** Begin DATA EXCERPTS **

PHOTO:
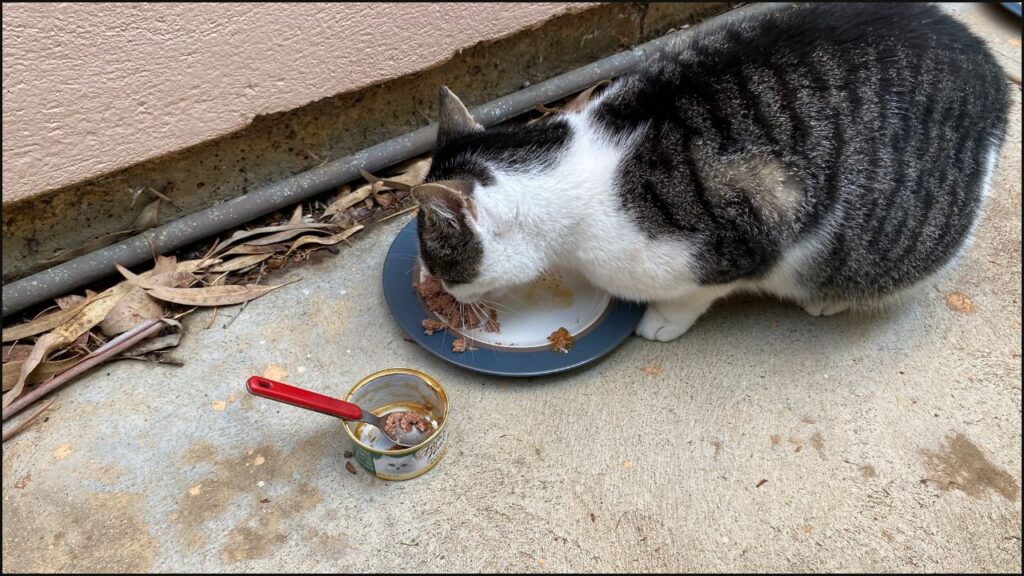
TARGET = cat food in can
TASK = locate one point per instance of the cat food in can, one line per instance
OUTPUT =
(390, 391)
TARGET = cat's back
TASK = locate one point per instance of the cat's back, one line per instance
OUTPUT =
(882, 122)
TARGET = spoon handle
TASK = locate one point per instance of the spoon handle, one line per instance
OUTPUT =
(281, 392)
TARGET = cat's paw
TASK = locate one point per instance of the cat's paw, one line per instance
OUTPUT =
(654, 326)
(825, 309)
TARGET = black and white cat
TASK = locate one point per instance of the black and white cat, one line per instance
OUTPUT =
(827, 154)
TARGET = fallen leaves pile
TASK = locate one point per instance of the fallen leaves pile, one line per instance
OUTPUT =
(138, 318)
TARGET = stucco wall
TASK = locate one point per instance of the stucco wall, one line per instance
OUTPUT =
(89, 88)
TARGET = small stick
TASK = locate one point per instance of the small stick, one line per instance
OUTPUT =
(100, 355)
(20, 426)
(398, 213)
(246, 303)
(213, 318)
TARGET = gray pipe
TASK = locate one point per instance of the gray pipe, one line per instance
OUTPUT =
(70, 276)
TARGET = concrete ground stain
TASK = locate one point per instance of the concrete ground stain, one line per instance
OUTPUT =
(261, 539)
(958, 464)
(797, 443)
(818, 444)
(718, 447)
(61, 452)
(247, 474)
(199, 453)
(93, 532)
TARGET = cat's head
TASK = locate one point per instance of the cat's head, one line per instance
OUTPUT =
(466, 242)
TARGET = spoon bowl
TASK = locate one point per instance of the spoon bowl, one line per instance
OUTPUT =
(402, 427)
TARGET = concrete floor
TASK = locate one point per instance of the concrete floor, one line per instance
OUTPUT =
(889, 443)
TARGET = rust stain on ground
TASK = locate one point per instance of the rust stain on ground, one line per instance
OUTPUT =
(245, 478)
(61, 452)
(718, 447)
(274, 372)
(818, 444)
(958, 464)
(958, 301)
(246, 541)
(92, 533)
(200, 453)
(107, 475)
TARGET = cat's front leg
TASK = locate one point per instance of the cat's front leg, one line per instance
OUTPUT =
(666, 321)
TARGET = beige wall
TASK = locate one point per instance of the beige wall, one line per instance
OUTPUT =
(90, 88)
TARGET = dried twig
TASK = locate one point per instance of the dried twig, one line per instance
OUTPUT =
(113, 347)
(246, 303)
(398, 213)
(20, 426)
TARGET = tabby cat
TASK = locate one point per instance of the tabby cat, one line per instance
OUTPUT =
(832, 155)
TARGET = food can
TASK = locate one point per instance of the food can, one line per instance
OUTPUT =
(387, 391)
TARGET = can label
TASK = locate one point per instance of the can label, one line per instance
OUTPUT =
(402, 466)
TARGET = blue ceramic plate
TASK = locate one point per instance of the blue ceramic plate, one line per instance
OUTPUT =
(527, 316)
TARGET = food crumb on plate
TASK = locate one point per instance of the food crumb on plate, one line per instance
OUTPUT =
(561, 340)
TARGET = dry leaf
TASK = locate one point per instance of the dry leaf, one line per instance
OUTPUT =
(43, 324)
(287, 235)
(71, 300)
(413, 171)
(155, 344)
(386, 200)
(577, 104)
(247, 249)
(274, 372)
(243, 234)
(324, 241)
(210, 295)
(148, 217)
(384, 182)
(43, 372)
(134, 309)
(352, 198)
(43, 346)
(241, 262)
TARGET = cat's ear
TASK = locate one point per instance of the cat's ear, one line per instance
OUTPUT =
(453, 118)
(440, 201)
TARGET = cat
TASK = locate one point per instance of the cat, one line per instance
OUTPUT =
(832, 155)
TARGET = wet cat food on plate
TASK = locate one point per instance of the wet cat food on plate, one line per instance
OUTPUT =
(560, 340)
(457, 316)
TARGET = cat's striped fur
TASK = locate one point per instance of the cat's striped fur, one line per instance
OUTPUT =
(827, 153)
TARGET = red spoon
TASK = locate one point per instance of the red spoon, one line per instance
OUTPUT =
(263, 387)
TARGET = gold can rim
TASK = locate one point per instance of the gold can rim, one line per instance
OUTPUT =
(430, 381)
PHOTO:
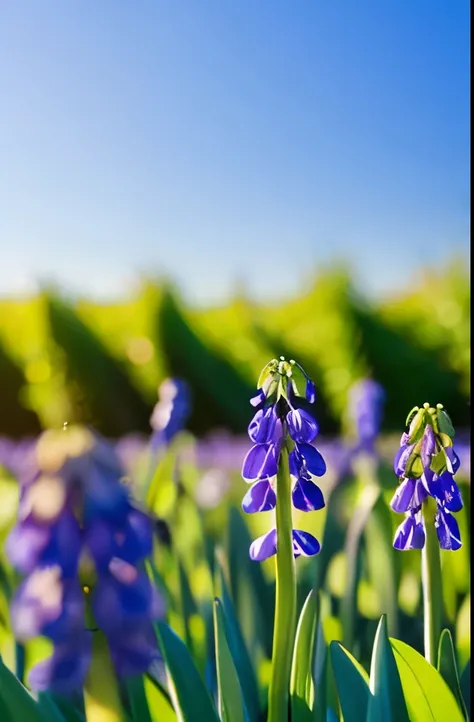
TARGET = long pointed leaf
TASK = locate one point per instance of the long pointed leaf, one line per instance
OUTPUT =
(427, 695)
(231, 707)
(191, 699)
(387, 701)
(302, 685)
(240, 654)
(16, 700)
(352, 683)
(447, 667)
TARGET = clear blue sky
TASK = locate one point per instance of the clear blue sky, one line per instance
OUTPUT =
(249, 139)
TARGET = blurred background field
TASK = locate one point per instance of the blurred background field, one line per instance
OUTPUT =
(237, 152)
(101, 363)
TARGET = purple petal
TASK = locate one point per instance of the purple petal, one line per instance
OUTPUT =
(263, 547)
(453, 460)
(25, 544)
(304, 544)
(445, 490)
(262, 427)
(259, 398)
(313, 460)
(260, 497)
(310, 391)
(65, 671)
(307, 496)
(65, 545)
(448, 530)
(105, 496)
(302, 427)
(401, 458)
(261, 462)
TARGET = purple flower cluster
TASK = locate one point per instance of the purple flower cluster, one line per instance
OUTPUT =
(81, 544)
(280, 418)
(425, 464)
(170, 413)
(366, 399)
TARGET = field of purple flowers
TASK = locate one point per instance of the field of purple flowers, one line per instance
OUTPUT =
(297, 551)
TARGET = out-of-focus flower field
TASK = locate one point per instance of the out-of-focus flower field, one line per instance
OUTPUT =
(98, 366)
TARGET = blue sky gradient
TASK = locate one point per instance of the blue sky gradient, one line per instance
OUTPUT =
(215, 142)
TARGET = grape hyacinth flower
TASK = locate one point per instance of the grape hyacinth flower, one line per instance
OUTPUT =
(428, 496)
(281, 419)
(426, 464)
(81, 543)
(281, 466)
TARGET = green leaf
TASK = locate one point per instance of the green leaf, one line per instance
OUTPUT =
(352, 683)
(240, 654)
(320, 675)
(301, 684)
(387, 702)
(50, 710)
(231, 708)
(465, 684)
(447, 667)
(15, 700)
(138, 700)
(383, 562)
(159, 703)
(427, 695)
(191, 699)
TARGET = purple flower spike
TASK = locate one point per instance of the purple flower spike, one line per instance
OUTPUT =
(301, 425)
(409, 535)
(259, 398)
(446, 492)
(283, 425)
(260, 497)
(410, 494)
(261, 462)
(307, 496)
(448, 530)
(307, 457)
(304, 544)
(436, 463)
(264, 546)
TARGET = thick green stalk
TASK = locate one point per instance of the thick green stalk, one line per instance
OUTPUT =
(101, 694)
(285, 606)
(432, 584)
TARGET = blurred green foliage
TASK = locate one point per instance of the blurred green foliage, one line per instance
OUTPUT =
(101, 364)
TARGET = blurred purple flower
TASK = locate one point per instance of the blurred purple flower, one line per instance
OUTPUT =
(366, 400)
(81, 543)
(170, 413)
(425, 464)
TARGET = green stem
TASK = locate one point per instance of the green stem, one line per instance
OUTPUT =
(20, 661)
(432, 585)
(101, 694)
(285, 605)
(369, 492)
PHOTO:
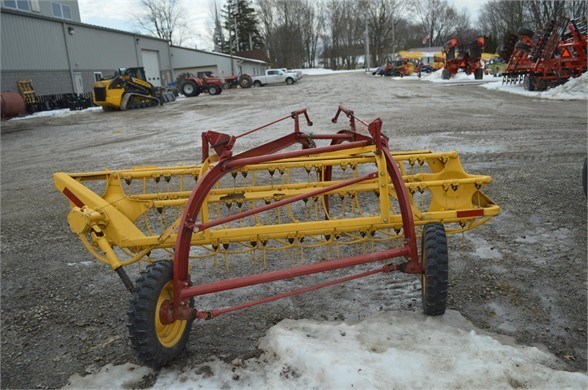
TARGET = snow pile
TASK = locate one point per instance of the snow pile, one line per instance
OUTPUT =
(322, 71)
(573, 89)
(460, 77)
(401, 350)
(55, 113)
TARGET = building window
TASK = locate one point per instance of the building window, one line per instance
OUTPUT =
(61, 11)
(21, 5)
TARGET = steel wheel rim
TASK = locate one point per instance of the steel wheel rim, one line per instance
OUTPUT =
(170, 334)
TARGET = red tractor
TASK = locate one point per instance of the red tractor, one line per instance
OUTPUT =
(191, 85)
(551, 59)
(463, 56)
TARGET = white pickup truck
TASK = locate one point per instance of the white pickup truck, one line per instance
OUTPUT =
(274, 76)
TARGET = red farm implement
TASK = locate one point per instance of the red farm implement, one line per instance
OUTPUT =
(334, 200)
(556, 55)
(464, 54)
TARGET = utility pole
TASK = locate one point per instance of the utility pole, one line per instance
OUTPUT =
(367, 45)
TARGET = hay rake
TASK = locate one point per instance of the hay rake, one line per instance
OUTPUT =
(339, 200)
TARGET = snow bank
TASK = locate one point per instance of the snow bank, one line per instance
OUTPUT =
(321, 71)
(401, 350)
(574, 89)
(55, 113)
(461, 77)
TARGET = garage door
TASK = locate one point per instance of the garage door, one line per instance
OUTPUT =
(197, 69)
(151, 64)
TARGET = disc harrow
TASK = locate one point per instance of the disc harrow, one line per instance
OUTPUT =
(330, 200)
(555, 55)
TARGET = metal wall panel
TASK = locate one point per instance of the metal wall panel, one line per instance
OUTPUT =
(29, 43)
(100, 49)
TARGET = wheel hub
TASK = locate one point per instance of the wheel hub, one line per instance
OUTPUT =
(166, 312)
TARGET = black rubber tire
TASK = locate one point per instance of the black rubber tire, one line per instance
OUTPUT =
(529, 82)
(522, 46)
(434, 279)
(585, 176)
(143, 317)
(245, 81)
(189, 88)
(525, 32)
(213, 90)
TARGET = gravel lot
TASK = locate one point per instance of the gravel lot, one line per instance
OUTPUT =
(523, 274)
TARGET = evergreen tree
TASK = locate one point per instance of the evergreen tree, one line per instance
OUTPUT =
(220, 44)
(240, 16)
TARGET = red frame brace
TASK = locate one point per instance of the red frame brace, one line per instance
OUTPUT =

** End DATA EXCERPTS **

#### [WHAT IS ASKED]
Repeat the listing from the line with "TARGET = gravel lot" through the end of the listing, switching "evergreen tree" to "pine tree" and leaving everything else unchanged.

#### [FULL RESPONSE]
TARGET = gravel lot
TASK = locate one point per instance of the gravel lot, one line per instance
OUTPUT =
(523, 274)
TARGET = pine tree
TASK = locate one point per instance of the pine tree, one line per instance
OUTPUT =
(220, 44)
(240, 16)
TARGET = red frame brace
TASK = locate one point per instance of the red frame brace, one line per instance
OUTPUT =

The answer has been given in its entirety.